Point-per-instance localization data:
_ _ _

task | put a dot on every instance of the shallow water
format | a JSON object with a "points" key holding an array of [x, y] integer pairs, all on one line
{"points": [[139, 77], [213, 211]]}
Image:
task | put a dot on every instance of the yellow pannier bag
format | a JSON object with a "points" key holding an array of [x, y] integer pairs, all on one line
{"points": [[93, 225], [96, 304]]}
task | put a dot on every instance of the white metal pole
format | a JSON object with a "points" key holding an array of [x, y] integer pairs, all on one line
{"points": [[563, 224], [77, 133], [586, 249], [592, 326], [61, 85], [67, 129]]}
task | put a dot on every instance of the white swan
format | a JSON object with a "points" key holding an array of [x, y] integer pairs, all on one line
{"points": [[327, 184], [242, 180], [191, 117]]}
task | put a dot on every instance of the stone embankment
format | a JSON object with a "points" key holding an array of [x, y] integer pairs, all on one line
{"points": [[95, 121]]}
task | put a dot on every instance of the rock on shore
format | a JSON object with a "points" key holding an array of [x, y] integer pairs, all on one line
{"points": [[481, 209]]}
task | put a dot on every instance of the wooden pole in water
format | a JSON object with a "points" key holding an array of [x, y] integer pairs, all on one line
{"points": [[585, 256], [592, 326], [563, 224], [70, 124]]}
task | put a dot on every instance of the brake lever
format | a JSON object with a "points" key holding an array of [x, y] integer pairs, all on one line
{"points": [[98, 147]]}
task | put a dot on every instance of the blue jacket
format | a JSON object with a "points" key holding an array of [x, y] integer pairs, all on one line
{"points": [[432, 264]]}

_ _ _

All the entries must be retyped exactly.

SOLUTION ▸
task | put a dot on every instance of the shallow water
format | a JSON object with a "points" key holding an array of [x, y] integer pairs, all on one line
{"points": [[139, 77], [213, 211]]}
Image:
task | put a dot on every instance of the yellow pannier bag
format | a JSON object with a "points" key holding an array of [x, y] integer pairs, all on one line
{"points": [[93, 225], [96, 304]]}
task | put a dot on every instance of the white metal pole
format | a JSON object with a "points" key holding an array of [x, y] integer pairs, all on one line
{"points": [[563, 224], [77, 133], [586, 249], [592, 326], [61, 85], [67, 129]]}
task | put a dot on every instance of the white swan
format | a JSON object with a "points" key holding an array of [x, y] integer pairs, all on one line
{"points": [[327, 184], [242, 180], [191, 117]]}
task | put a dot on every instance of the stone embankment
format | a JSON object with a "points" key holding an array of [x, y] integer pairs, all on one line
{"points": [[95, 121]]}
task | put a dot on every instance of the rock on shore
format | a JSON object with a "points" key holding an array of [x, y] integer pairs, all on one line
{"points": [[481, 209]]}
task | put a dot on every instance of the wooden pole in water
format | a JSON object with a "points" key holding an array of [x, y] integer pairs, all on one line
{"points": [[585, 256], [592, 326], [563, 224], [70, 124]]}
task | put a dot on every instance of the brake lever
format | a JSON object with a "points" key holding an array of [x, y] integer pairs, all on one line
{"points": [[98, 147]]}
task | put a dot on every instance of the blue jacket
format | a JSON object with a "points" key holding an array of [x, y] integer pairs, all on one line
{"points": [[432, 264]]}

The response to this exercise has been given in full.